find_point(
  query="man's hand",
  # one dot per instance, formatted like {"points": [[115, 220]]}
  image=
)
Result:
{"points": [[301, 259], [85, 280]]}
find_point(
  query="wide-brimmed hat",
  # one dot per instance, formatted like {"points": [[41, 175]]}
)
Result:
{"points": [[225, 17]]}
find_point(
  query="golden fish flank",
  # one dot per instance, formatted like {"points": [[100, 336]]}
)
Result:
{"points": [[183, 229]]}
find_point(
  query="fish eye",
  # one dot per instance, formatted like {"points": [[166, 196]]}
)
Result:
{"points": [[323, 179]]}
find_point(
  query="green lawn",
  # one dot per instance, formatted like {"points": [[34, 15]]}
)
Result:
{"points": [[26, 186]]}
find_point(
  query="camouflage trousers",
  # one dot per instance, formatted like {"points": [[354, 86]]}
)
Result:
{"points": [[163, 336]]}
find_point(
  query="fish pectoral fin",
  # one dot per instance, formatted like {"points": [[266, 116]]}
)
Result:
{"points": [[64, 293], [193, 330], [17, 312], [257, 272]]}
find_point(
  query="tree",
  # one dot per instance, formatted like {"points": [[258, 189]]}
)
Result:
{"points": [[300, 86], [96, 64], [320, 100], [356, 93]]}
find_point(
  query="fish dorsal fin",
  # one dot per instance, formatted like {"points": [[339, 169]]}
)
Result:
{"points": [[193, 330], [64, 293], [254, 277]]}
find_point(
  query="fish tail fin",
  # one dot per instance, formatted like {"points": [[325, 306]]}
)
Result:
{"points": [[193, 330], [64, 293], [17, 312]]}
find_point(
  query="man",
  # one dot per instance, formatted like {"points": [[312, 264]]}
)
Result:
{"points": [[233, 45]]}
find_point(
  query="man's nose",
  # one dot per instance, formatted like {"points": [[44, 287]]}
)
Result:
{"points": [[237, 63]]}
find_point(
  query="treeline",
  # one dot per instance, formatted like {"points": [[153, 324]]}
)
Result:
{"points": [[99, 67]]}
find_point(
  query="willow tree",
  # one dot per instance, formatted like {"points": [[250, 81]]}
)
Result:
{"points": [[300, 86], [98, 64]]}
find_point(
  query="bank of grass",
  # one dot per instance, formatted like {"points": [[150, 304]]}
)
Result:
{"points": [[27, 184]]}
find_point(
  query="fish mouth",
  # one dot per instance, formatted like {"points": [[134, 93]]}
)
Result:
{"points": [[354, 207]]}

● ● ● ● ● ● ●

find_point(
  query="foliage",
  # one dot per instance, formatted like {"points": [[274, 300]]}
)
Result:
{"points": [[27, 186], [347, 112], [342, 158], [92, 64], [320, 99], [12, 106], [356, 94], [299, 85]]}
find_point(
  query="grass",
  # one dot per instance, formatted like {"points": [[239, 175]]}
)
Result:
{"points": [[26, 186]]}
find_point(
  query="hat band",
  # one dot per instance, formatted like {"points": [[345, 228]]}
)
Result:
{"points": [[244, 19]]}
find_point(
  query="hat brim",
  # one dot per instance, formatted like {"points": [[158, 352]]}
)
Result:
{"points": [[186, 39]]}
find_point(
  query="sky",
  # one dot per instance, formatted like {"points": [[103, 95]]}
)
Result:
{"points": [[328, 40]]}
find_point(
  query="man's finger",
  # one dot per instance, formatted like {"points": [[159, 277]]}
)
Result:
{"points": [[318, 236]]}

● ● ● ● ● ● ●

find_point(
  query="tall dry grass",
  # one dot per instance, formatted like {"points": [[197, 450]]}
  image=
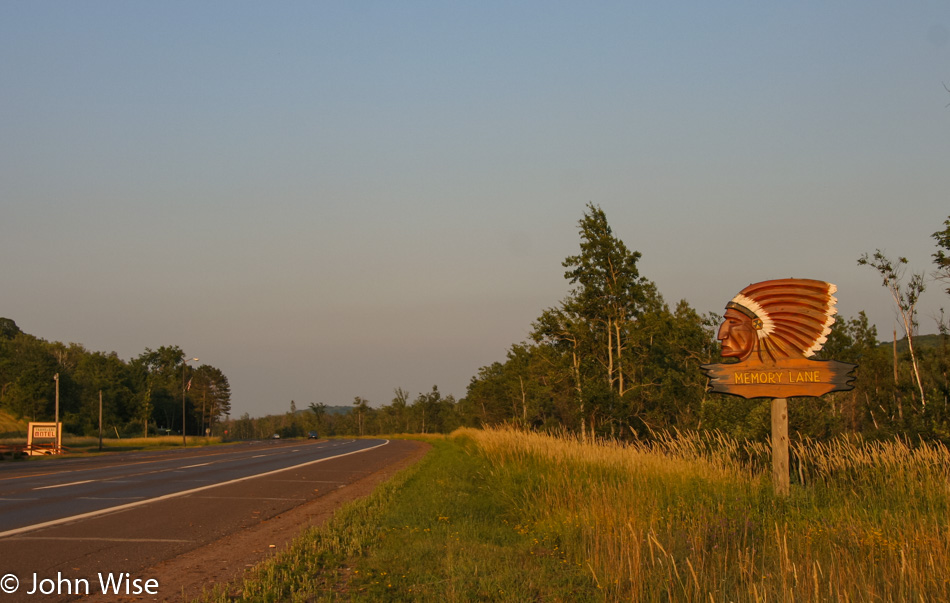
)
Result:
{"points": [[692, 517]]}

● ● ● ● ● ● ●

Exercise requirements:
Copy out each line above that contains the string "fish". Case counts.

Output of the exercise:
  query="golden fish flank",
  query="fish eye",
  query="fish pectoral fin",
  query="fish dorsal fin",
  query="fish tail fin",
  query="fish mouth",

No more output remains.